§ Your instructions: Write out exactly the lines of the entries below from the one holding "the dark night" to the one holding "the black jacket", inclusive, and leave out all other lines.

[Data records]
=-=-=

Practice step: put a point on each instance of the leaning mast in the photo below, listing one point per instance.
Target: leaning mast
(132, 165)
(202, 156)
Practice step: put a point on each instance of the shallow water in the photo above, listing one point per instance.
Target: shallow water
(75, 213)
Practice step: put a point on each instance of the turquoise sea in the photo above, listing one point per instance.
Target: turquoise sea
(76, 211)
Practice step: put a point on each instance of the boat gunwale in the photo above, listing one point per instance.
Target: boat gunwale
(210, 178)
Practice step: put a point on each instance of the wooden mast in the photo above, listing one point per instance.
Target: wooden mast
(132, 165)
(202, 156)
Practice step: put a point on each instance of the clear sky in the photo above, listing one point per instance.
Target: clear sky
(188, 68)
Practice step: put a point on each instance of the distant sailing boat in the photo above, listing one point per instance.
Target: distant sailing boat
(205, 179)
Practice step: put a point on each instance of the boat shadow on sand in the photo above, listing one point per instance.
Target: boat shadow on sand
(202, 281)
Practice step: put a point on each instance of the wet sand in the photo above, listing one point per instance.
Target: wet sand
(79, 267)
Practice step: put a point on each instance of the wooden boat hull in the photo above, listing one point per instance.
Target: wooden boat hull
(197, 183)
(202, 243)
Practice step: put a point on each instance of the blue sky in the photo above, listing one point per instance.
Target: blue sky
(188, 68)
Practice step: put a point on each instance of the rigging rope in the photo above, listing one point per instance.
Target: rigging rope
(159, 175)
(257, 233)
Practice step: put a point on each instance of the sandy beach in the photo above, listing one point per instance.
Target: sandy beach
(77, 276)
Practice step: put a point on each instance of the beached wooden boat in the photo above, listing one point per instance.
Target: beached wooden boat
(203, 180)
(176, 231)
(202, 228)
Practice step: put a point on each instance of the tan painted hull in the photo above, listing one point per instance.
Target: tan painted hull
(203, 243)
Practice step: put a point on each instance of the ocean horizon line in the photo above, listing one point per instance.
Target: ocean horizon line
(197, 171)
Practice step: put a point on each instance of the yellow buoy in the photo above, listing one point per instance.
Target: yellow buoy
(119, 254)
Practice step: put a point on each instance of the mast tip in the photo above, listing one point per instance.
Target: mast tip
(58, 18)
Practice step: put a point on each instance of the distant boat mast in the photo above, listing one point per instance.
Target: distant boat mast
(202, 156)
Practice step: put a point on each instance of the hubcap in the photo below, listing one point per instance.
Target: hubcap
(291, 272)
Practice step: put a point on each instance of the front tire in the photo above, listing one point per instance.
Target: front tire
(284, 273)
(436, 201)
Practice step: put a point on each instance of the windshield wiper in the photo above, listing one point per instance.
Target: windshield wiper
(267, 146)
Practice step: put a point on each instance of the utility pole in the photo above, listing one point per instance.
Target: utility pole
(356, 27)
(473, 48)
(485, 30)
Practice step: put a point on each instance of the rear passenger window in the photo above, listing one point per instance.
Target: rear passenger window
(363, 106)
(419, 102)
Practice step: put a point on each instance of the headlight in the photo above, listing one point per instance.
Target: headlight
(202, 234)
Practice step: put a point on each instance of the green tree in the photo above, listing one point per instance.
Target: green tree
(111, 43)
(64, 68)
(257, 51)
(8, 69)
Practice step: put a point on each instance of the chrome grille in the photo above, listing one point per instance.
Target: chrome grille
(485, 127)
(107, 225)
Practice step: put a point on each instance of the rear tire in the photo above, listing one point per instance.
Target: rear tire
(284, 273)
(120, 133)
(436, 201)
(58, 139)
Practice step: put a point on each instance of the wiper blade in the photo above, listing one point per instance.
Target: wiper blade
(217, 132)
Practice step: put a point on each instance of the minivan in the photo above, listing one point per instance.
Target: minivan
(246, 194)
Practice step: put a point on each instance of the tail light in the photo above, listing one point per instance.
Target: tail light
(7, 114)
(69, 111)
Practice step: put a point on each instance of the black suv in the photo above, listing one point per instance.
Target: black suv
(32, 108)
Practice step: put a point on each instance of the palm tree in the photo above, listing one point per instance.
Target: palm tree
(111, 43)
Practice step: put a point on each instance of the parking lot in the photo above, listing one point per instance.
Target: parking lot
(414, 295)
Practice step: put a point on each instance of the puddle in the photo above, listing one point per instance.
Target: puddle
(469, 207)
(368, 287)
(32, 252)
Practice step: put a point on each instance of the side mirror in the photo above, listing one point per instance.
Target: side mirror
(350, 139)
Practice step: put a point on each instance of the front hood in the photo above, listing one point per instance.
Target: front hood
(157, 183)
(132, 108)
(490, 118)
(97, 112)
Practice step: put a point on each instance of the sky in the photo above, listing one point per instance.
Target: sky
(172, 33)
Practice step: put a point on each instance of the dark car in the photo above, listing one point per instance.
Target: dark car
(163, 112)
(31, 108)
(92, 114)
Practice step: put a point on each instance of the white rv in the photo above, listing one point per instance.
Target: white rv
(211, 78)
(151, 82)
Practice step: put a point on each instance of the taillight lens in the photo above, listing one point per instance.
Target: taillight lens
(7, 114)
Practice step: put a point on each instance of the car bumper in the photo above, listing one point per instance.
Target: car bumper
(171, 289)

=-=-=

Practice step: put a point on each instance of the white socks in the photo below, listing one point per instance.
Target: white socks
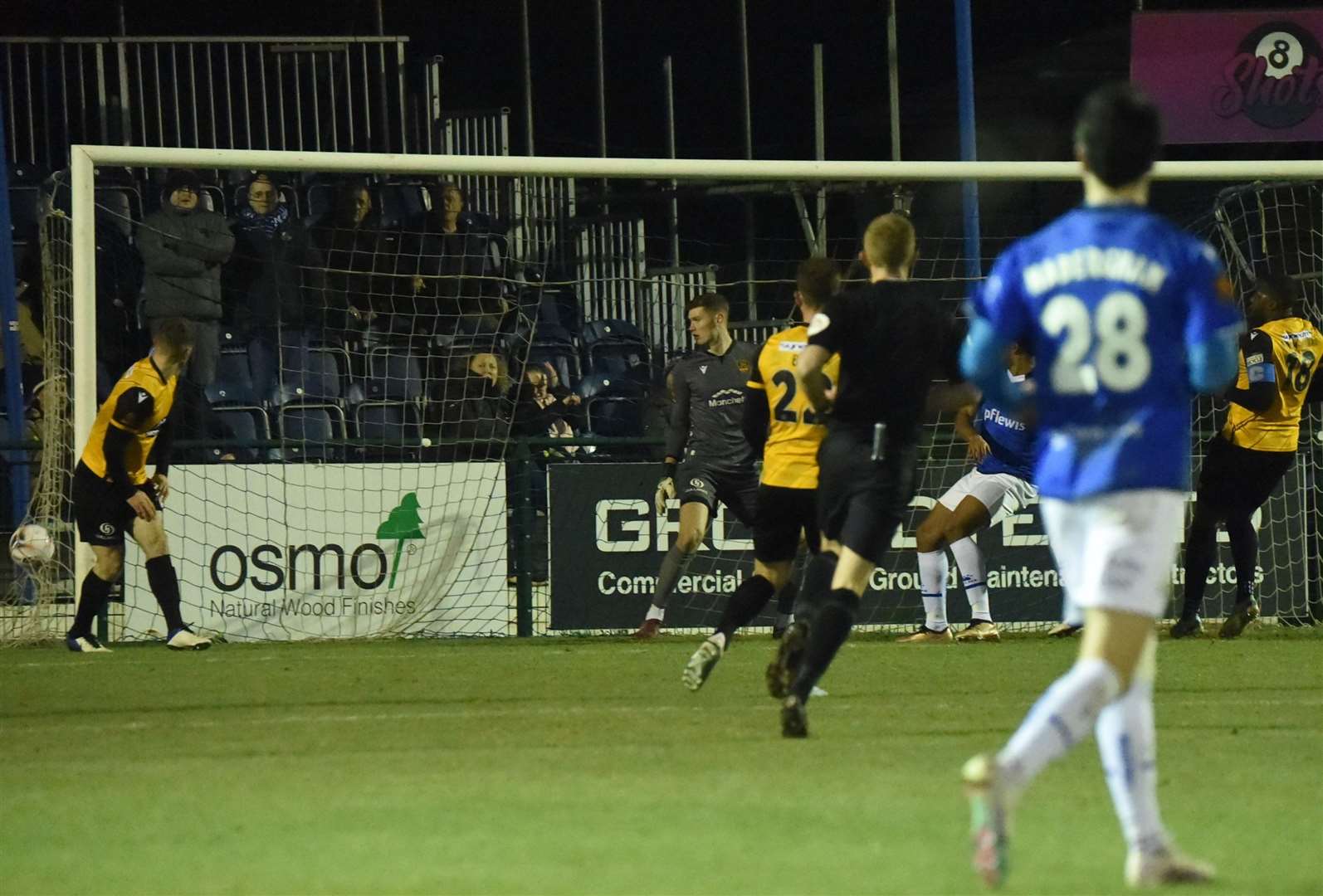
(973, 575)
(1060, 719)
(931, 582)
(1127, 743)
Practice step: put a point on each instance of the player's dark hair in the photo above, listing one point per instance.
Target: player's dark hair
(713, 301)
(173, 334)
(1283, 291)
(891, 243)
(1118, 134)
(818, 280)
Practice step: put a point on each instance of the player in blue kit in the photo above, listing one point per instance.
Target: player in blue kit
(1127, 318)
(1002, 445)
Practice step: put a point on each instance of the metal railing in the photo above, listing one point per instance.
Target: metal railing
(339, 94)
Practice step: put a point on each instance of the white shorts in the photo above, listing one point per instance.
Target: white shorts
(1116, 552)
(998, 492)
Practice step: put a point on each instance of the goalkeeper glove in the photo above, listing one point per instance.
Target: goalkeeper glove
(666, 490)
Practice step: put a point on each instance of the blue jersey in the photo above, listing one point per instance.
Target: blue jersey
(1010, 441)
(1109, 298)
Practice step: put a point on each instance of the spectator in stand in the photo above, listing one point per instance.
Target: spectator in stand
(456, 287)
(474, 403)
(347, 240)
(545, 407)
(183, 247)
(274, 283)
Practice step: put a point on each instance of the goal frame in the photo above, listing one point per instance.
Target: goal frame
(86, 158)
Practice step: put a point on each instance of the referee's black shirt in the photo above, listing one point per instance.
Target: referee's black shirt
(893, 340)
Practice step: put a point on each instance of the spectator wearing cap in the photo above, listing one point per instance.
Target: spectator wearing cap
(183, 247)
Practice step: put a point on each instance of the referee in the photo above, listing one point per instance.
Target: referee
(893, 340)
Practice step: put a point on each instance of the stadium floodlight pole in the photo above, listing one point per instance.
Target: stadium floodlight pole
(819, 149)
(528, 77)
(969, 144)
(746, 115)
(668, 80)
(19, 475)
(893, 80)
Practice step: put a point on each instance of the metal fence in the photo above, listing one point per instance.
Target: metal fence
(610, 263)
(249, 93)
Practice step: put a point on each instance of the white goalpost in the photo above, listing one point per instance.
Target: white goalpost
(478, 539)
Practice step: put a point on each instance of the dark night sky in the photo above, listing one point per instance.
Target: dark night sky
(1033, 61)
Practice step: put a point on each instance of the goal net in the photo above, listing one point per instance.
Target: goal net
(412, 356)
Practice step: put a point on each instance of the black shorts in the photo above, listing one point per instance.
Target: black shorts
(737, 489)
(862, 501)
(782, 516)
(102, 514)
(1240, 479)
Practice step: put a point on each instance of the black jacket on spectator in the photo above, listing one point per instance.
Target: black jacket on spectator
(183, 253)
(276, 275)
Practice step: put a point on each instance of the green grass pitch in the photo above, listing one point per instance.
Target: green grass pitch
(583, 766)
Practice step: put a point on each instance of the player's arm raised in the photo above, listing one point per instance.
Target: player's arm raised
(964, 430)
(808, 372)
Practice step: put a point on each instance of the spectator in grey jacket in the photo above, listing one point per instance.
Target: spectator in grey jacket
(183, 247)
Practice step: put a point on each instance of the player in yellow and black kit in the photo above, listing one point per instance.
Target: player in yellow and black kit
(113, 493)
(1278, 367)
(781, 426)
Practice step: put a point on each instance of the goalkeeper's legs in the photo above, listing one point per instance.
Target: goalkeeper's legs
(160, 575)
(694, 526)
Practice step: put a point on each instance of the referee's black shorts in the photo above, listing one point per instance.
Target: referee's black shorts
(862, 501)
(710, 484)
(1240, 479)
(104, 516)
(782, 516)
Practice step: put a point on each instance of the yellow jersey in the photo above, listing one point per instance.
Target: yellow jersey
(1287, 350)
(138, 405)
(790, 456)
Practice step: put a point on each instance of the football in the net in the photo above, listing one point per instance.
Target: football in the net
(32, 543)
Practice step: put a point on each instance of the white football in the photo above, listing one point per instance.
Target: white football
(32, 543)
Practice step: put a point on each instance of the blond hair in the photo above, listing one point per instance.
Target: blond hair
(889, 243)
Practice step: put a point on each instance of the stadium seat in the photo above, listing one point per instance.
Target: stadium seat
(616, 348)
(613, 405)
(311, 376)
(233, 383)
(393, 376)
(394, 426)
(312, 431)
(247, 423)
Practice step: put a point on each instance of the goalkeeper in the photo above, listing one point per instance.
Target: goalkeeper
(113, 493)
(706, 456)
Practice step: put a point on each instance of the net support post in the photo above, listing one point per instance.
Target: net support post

=-=-=

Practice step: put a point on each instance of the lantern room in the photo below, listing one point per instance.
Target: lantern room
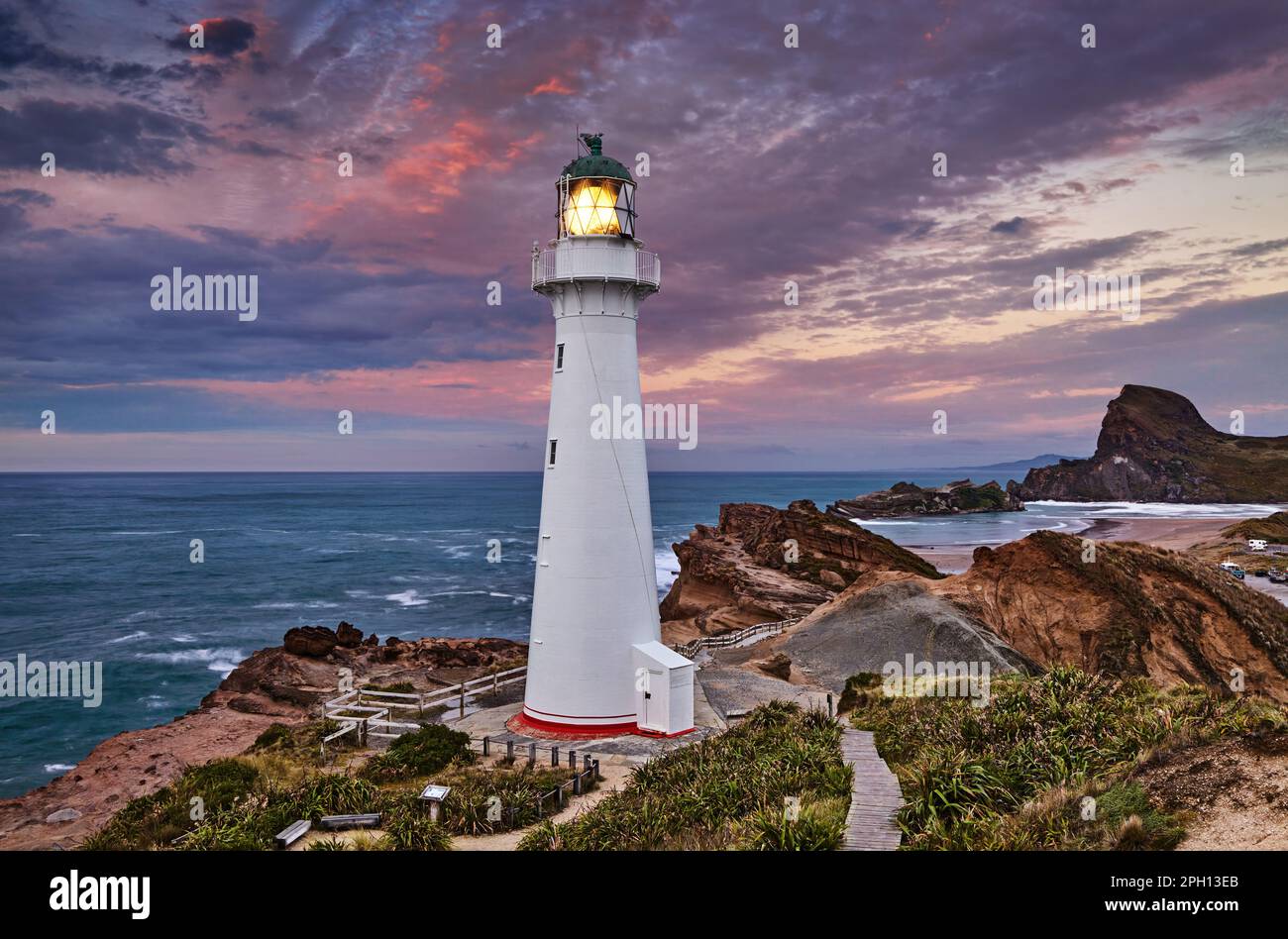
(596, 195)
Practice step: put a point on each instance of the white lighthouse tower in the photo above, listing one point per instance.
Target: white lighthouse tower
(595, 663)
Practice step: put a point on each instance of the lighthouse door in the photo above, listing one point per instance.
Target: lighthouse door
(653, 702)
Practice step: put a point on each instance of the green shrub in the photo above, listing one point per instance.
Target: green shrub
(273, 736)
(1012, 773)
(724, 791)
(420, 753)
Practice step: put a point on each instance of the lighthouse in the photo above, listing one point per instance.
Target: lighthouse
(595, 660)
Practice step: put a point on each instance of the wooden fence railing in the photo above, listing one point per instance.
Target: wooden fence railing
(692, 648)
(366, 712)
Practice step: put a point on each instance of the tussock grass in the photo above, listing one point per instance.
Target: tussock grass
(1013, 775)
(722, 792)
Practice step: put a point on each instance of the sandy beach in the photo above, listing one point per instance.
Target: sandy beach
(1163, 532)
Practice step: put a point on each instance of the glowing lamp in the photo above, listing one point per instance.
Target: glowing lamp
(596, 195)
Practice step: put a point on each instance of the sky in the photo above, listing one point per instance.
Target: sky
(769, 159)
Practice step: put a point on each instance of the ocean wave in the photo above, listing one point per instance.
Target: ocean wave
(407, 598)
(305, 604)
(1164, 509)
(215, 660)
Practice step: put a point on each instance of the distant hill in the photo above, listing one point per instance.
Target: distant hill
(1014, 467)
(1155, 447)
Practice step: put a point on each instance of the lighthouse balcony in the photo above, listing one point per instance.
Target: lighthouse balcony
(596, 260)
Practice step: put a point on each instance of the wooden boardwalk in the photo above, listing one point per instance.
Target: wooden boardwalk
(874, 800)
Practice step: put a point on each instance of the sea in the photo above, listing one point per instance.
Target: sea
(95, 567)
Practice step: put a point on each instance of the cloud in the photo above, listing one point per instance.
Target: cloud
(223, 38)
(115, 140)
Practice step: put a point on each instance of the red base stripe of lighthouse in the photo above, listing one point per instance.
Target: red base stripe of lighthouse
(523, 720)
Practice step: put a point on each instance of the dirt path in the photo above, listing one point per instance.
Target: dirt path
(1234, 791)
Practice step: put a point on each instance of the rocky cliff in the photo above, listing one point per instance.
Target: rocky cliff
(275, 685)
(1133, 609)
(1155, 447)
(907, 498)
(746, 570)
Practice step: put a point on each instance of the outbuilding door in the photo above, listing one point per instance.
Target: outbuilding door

=-=-=

§ Answer space:
Practice step: put a point on each instance of the dark night sky in the photo above, listing one point per instance.
Target: dark night sky
(1033, 61)
Practice step: put a point on each instance of the goal net in the photo above, listing one point per instance.
Target: goal net
(412, 356)
Practice step: put a point on each instance of the black shorts in the photo above, listing one point per instance.
Target: black shorts
(737, 489)
(862, 501)
(782, 516)
(102, 514)
(1240, 479)
Practice step: put a point on each instance of the black jacket on spectator in the photo above, listing one point per instance.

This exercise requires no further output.